• [Source document]:
◆ ◆ ◆ ◆ ◆
Jack Mostow and Maxine Eskenazi

Robotics Institute and Human-Computer Interaction Institute
Carnegie Mellon University


Mail: CMU Project LISTEN, 215 Cyert Hall, 4910 Forbes Avenue, Pittsburgh, PA 15213-3890


Telephone: (412)268-1330

FAX: (412) 268-6298



2. Speech and Natural Language Understanding.


Project LISTEN, automated reading coach, continuous speech recognition, prosodic analysis, dialogue, speech interfaces for children, voice recognition, education, children, literacy


To carry on effective, natural, spoken dialogue, computers will need to do more than recognize and interpret spoken words -- they will also need to be sensitive to the prosodic information encoded in how the words are spoken. Human listeners use this information to extract additional meaning from the speech signal, to guide their participation in dialogue, and to draw inferences about each other that can help them in performing the task at hand. Automated prosodic analysis has been studied much less than speech recognition, and until now has focussed more on improving the accuracy of word recognition than on improving the effectiveness of dialogue at accomplishing a real task. The proposed research will investigate the hypothesis that detecting and exploiting prosodic cues can help computers guide spoken dialogue.

The proposed case study of prosody focuses on an educational task that combines intrinsic national importance with compelling methodological advantages. The proposed educational task is to "coach" children's oral reading -- that is, display text on the screen, listen to a child read it aloud, detect the child's mistakes, decide when and how to intervene, and provide help and encouragement. The proposed research builds on the code, data, and experience gained from a working prototype of such a coach, developed with prior NSF support.

The proposed research will focus on improving four aspects of dialogue -- taking turns, handling speech repairs, preventing dialogue breakdown, and modelling the speaker. In the context of the reading task, these aspects include detecting a number of pedagogically significant events, such as when readers complete a passage, correct themselves, or encounter difficulty in identifying a word or comprehending a passage. The proposed research will use prosodic cues to help detect these events in order to make the dialogue between student and coach more effective in achieving its educational objectives.
◆ ◆ ◆ ◆ ◆
• [Given material]:
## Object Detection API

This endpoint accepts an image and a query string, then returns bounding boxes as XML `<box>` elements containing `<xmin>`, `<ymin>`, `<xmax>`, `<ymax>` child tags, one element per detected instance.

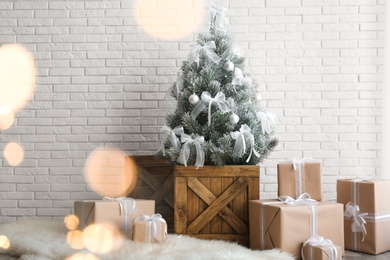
◆ ◆ ◆ ◆ ◆
• [Work to be completed]: Continue the proposal on prosodic cues in a children's reading coach from its last sentence. The listing has nothing to do with the proposal on prosody in spoken dialogue.

• [Response]:
Expected outcomes include not only improvements in the reading coach, but more generally the discovery of robust prosodic phenomena, methods for detecting them, and principles for using them to improve spoken communication so as to better accomplish the task at hand. This work will lay essential foundations for using prosody to achieve graceful, effective spoken dialogue between humans and computers.


[Hauptmann et al 93] A. G. Hauptmann, L. L. Chase, and J. Mostow. Speech Recognition Applied to Reading Assistance for Children: A Baseline Language Model. In Proceedings of the 3rd European Conference on Speech Communication and Technology (EUROSPEECH93), pages 2255-2258. Berlin, September, 1993.

[Mostow et al 93] J. Mostow, A. G. Hauptmann, L. L. Chase, and S. Roth. Towards a Reading Coach that Listens: Automated Detection of Oral Reading Errors. In Proceedings of the Eleventh National Conference on Artificial Intelligence (AAAI93), pages 392-397. American Association for Artificial Intelligence, Washington, DC, July, 1993.

[Mostow et al 94a] J. Mostow, S. Roth, A. Hauptmann, M. Kane, A. Swift, L. Chase, and B. Weide. A reading coach that listens: (edited) video transcript. In Proceedings of the Twelfth National Conference on Artificial Intelligence (AAAI94), pages 1507. Seattle, WA, August, 1994.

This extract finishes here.